Dataset entries
----

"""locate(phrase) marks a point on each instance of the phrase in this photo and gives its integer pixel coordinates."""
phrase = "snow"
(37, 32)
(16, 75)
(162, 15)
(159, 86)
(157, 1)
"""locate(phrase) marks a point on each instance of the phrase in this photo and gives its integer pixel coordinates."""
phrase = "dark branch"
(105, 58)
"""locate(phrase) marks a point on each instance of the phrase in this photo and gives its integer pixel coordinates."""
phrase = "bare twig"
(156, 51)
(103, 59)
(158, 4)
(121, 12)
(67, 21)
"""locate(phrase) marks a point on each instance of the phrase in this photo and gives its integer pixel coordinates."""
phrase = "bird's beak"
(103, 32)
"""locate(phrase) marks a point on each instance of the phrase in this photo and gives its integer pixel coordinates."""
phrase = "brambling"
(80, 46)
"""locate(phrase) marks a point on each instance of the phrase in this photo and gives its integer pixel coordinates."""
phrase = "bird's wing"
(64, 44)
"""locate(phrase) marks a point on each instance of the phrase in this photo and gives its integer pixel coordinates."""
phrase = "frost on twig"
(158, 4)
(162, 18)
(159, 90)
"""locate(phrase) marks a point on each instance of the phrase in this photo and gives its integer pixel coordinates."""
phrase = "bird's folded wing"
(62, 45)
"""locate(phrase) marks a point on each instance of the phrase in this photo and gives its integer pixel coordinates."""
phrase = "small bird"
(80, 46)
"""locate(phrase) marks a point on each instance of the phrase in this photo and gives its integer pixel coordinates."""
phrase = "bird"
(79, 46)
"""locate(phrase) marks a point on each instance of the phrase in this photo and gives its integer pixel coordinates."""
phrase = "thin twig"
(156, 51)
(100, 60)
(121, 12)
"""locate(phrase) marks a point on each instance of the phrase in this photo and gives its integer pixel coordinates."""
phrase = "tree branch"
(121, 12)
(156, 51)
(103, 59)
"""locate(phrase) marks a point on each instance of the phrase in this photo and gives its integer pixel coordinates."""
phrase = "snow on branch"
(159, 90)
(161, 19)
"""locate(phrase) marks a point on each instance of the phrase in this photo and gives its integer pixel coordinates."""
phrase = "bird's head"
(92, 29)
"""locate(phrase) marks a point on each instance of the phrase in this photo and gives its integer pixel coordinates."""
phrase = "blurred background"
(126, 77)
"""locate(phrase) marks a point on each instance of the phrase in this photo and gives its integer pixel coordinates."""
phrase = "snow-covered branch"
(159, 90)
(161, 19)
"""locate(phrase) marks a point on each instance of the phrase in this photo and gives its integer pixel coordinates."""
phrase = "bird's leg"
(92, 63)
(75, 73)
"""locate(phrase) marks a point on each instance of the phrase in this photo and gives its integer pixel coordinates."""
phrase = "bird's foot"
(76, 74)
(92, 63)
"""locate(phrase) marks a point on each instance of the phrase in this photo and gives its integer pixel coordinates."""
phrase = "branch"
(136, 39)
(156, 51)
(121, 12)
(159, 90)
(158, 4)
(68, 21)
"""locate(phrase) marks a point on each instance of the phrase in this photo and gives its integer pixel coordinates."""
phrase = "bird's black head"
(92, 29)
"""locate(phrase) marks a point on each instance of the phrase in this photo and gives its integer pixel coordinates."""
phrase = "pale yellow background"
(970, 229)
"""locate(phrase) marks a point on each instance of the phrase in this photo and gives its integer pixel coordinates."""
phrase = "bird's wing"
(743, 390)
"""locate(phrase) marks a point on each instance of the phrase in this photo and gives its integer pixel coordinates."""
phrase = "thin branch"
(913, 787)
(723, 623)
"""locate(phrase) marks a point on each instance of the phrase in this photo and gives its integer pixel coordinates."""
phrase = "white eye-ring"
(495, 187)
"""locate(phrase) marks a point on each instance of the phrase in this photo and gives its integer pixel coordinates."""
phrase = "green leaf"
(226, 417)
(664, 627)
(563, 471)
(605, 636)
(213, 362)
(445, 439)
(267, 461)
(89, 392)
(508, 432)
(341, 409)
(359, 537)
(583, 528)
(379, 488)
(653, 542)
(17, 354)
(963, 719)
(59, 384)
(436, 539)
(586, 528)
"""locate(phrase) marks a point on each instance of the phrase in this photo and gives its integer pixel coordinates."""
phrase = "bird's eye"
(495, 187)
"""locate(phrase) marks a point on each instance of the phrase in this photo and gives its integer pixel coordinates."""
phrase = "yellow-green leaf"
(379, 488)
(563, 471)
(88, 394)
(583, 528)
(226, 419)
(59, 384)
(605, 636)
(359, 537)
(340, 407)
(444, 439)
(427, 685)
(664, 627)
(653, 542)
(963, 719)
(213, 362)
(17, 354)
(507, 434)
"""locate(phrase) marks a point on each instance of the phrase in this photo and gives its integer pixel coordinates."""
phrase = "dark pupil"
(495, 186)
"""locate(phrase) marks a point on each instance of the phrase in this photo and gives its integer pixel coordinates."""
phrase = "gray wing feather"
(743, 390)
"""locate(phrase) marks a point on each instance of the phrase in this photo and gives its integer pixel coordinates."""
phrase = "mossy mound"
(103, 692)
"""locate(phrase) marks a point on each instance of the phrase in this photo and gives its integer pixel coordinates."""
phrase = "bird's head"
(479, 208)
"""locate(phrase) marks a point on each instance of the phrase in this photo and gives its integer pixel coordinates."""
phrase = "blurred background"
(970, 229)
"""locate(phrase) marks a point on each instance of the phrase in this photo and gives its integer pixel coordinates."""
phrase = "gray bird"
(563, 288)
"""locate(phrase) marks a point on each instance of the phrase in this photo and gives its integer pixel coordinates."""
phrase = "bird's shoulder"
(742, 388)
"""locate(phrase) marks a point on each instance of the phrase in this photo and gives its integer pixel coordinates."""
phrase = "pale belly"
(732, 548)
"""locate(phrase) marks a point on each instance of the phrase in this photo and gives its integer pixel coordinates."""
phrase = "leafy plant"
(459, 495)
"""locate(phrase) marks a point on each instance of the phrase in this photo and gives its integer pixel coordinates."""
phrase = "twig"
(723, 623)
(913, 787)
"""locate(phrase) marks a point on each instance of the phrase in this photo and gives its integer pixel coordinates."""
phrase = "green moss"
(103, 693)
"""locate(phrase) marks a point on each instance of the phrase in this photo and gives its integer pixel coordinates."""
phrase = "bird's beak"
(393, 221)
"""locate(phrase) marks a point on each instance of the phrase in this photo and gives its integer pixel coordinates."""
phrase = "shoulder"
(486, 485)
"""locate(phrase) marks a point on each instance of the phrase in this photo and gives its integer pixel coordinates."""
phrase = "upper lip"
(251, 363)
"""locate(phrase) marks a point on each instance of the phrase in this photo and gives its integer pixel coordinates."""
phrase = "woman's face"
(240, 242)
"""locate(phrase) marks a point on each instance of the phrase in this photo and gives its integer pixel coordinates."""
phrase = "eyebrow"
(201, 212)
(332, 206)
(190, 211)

----

• _TASK DIRECTIONS_:
Every record above should be copied exactly.

• _RESPONSE BOX_:
"""locate(phrase) marks a point on each instance of the phrase in this photo and gives its integer pixel coordinates."""
phrase = "snow"
(37, 32)
(16, 75)
(162, 15)
(159, 86)
(157, 1)
"""locate(phrase) marks a point on each instance of the phrase in this photo and gives its integer pixel coordinates."""
phrase = "dark branch"
(105, 58)
"""locate(phrase) marks a point on each instance of the phrase in this photo and gives its integer pixel coordinates."""
phrase = "bare twig"
(156, 51)
(103, 59)
(158, 4)
(121, 12)
(67, 21)
"""locate(phrase) marks a point on each instance of the phrase in this photo and gives its integer pixel coordinates."""
phrase = "bird's beak"
(103, 32)
"""locate(phrase) marks a point on each instance of the phrase in this photo and gives its integer pixel coordinates."""
phrase = "brambling"
(80, 46)
"""locate(phrase) marks a point on each instance of the phrase in this photo and gives its integer pixel coordinates."""
phrase = "bird's wing"
(64, 44)
"""locate(phrase) marks a point on each instance of the phrase in this photo and gives its integer pixel coordinates."""
phrase = "frost on twig"
(158, 4)
(162, 18)
(159, 90)
"""locate(phrase) marks a point on each instance of the phrase in this photo and gives its integer pixel coordinates."""
phrase = "bird's folded wing"
(62, 45)
"""locate(phrase) marks a point on each instance of the phrase in this photo and gives its integer pixel coordinates."""
phrase = "small bird"
(80, 46)
"""locate(phrase) marks a point on each instance of the phrase in this photo and gives its integer pixel coordinates."""
phrase = "bird"
(79, 46)
"""locate(phrase) marks a point on each instance of the phrase in this photo and gives its integer pixel coordinates."""
phrase = "thin twig"
(156, 51)
(100, 60)
(121, 12)
"""locate(phrase) marks a point on each instance of the phrase in this photo and gives its integer pixel coordinates."""
phrase = "tree branch"
(121, 12)
(156, 51)
(103, 59)
"""locate(phrase) marks a point on each instance of the phrase in this photo and gives its integer pixel coordinates."""
phrase = "snow on branch"
(159, 90)
(161, 19)
"""locate(phrase) marks a point on each instance of the phrase in this photo and gives its integer pixel coordinates."""
phrase = "bird's head"
(92, 29)
"""locate(phrase) marks a point on each instance of the phrase in this photo and gives its integer pixel coordinates."""
phrase = "blurred background"
(126, 77)
"""locate(phrase) marks a point on each instance of the phrase in this photo and gives its integer pixel coordinates."""
phrase = "snow-covered branch"
(159, 90)
(161, 19)
"""locate(phrase) marks a point on each instance of the phrase in this photo and gives its integer pixel coordinates."""
phrase = "bird's leg"
(92, 63)
(75, 73)
"""locate(phrase) marks a point on each instance of the phrase in this photo and gives its integer pixel coordinates."""
phrase = "bird's foot"
(76, 74)
(92, 63)
"""locate(phrase) marks a point on each instance of the phrase in this photo and gives its integer pixel coordinates."""
phrase = "branch"
(136, 39)
(156, 51)
(121, 12)
(159, 90)
(158, 4)
(68, 21)
"""locate(phrase) marks a point on each instance of the phrase in this photo and gives its integer pixel coordinates."""
phrase = "bird's black head"
(92, 29)
"""locate(phrase) marks a point on each instance of the phrase in this photo and gives its integer pixel coordinates."""
phrase = "pale yellow background"
(970, 229)
"""locate(phrase) marks a point on each instance of the phrase in this photo and gives its integer pixel coordinates."""
phrase = "bird's wing"
(743, 390)
"""locate(phrase) marks a point on each instance of the phrase in this photo and gives its integer pixel coordinates."""
phrase = "thin branch"
(913, 787)
(723, 623)
"""locate(phrase) marks a point on each instance of the phrase in this photo and gives its integer pixel coordinates."""
phrase = "white eye-ring"
(495, 187)
"""locate(phrase) marks a point on each instance of the phrase in this photo and gives its integer pixel coordinates."""
phrase = "green leaf"
(226, 417)
(664, 627)
(563, 471)
(605, 636)
(213, 362)
(445, 439)
(267, 461)
(89, 392)
(508, 432)
(341, 409)
(359, 537)
(583, 528)
(379, 488)
(653, 542)
(17, 354)
(963, 719)
(59, 384)
(436, 539)
(586, 528)
"""locate(phrase) marks a point on each instance of the phrase in this photo and gives its integer pixel coordinates."""
phrase = "bird's eye"
(495, 187)
"""locate(phrase) marks a point on each instance of the phrase in this photo and gives its integer pixel coordinates."""
phrase = "yellow-green leaf"
(379, 488)
(563, 471)
(88, 394)
(583, 528)
(226, 419)
(59, 384)
(605, 636)
(359, 537)
(340, 407)
(444, 439)
(427, 685)
(664, 627)
(653, 542)
(963, 719)
(213, 362)
(17, 354)
(507, 434)
"""locate(phrase) marks a point on each instance of the phrase in this photo and gives its integer pixel coordinates."""
phrase = "dark pupil"
(495, 186)
"""locate(phrase) marks a point on each instance of the phrase in this photo and gives its integer pixel coordinates."""
phrase = "gray wing feather"
(743, 390)
"""locate(phrase) marks a point on each instance of the phrase in this photo and gives its integer pixel coordinates."""
phrase = "mossy mound"
(103, 692)
"""locate(phrase) marks a point on each instance of the phrase in this photo and gives its integer pixel coordinates."""
phrase = "bird's head"
(479, 208)
"""locate(phrase) marks a point on each instance of the phrase in this photo and gives its integer pixel coordinates."""
phrase = "blurred background"
(970, 229)
"""locate(phrase) marks a point on each instance of the phrase in this photo and gives its integer pixel coordinates."""
phrase = "gray bird"
(563, 288)
"""locate(phrase) marks a point on each instance of the phrase in this photo and gives its integer pixel coordinates."""
phrase = "bird's shoulder"
(742, 388)
"""locate(phrase) marks a point on each instance of the phrase in this photo and gives its integer pixel coordinates."""
phrase = "pale belly"
(732, 548)
"""locate(phrase) marks a point on each instance of the phrase in this photo and gives its integer pixel coordinates."""
phrase = "leafy plant"
(459, 495)
"""locate(phrase) marks a point on each instance of the phrase in this photo and gives its integer pixel coordinates."""
phrase = "twig"
(723, 623)
(913, 787)
"""locate(phrase) marks a point on each instance of the phrase in this photo and gives its integer pixel coordinates."""
phrase = "green moss"
(103, 693)
"""locate(phrase) marks a point on each instance of the phrase in this photo and gives its integer pixel coordinates."""
phrase = "bird's beak"
(393, 221)
"""locate(phrase) marks a point on each instance of the phrase in this photo and gives its integer pixel coordinates."""
phrase = "shoulder"
(486, 485)
"""locate(phrase) marks a point on each instance of the phrase in this photo and gives its integer pixel coordinates."""
phrase = "upper lip"
(251, 363)
"""locate(phrase) marks a point on each instance of the phrase in this photo and gives its integer pixel coordinates."""
phrase = "woman's face"
(240, 242)
"""locate(phrase) marks a point on each instance of the phrase in this photo and gives its integer pixel coordinates."""
phrase = "eyebrow"
(201, 212)
(332, 206)
(190, 211)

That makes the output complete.